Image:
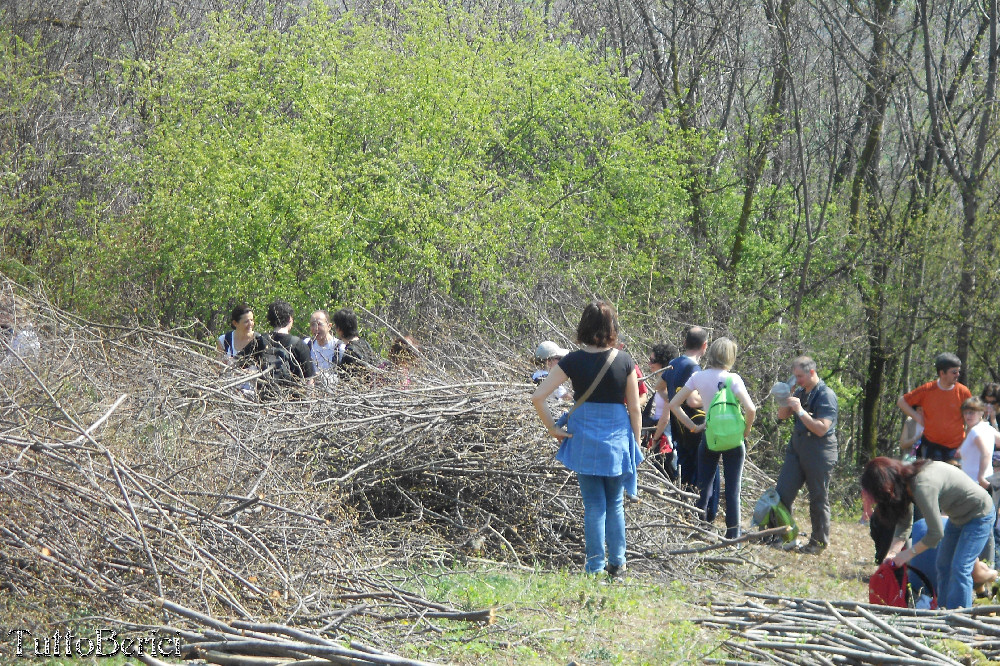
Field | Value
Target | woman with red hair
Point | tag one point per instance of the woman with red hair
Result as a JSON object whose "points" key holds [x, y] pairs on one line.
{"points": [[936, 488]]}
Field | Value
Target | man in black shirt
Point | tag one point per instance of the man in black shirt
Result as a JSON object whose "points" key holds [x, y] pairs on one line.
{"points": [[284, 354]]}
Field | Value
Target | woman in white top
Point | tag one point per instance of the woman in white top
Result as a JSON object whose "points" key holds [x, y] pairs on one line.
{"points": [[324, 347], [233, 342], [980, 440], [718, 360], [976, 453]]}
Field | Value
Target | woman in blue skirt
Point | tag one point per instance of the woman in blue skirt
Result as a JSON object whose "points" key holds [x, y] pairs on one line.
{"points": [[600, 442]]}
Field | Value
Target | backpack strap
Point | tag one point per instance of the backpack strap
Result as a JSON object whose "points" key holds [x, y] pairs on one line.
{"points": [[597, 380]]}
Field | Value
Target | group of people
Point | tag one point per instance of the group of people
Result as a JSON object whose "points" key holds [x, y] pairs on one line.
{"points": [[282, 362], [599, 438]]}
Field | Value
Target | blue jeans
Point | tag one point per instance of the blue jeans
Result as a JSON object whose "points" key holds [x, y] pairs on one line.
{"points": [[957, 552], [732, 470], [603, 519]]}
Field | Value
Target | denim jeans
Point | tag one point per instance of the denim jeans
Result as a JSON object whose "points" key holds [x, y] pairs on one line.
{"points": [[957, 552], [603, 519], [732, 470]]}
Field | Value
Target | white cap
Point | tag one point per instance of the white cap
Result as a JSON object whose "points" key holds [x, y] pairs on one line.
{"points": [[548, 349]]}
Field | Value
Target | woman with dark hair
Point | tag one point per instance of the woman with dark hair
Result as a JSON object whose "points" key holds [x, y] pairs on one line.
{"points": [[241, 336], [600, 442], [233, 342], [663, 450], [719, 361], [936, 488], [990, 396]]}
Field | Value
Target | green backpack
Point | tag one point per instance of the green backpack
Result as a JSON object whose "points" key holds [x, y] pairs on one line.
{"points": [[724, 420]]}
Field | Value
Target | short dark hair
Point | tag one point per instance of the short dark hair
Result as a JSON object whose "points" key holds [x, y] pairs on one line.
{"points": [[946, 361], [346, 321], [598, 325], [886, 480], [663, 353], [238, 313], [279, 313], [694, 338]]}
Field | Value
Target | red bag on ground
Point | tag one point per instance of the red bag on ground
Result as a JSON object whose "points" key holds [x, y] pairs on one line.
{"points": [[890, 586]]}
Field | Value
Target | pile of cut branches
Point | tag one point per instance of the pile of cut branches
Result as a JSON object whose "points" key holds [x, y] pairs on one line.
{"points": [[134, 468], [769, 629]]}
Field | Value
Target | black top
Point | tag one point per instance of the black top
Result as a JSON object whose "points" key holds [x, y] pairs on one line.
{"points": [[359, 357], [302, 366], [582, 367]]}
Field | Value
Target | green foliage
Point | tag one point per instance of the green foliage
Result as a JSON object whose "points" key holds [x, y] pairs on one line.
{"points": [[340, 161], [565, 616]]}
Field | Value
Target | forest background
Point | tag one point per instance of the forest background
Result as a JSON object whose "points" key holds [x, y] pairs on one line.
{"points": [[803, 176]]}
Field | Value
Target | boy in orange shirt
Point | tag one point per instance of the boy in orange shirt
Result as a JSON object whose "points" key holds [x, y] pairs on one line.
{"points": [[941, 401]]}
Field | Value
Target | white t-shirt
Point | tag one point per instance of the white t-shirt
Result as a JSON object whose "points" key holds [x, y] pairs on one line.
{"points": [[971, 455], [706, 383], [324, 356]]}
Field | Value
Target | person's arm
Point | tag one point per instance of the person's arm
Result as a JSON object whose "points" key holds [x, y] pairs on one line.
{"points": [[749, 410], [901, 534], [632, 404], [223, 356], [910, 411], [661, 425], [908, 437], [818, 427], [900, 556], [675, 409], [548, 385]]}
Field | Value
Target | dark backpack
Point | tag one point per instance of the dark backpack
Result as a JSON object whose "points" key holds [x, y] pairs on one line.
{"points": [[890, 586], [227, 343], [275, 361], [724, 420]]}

■ ■ ■ ■ ■

#### [TASK TO CARRY OUT]
Which lines in the listing above contain the word "green"? Copy each one out in full.

#### [ANSWER TO THE PROBLEM]
Target | green backpack
Point | tag one point per instance of the green backpack
Target | green foliage
Point | tag one point per instance of the green foliage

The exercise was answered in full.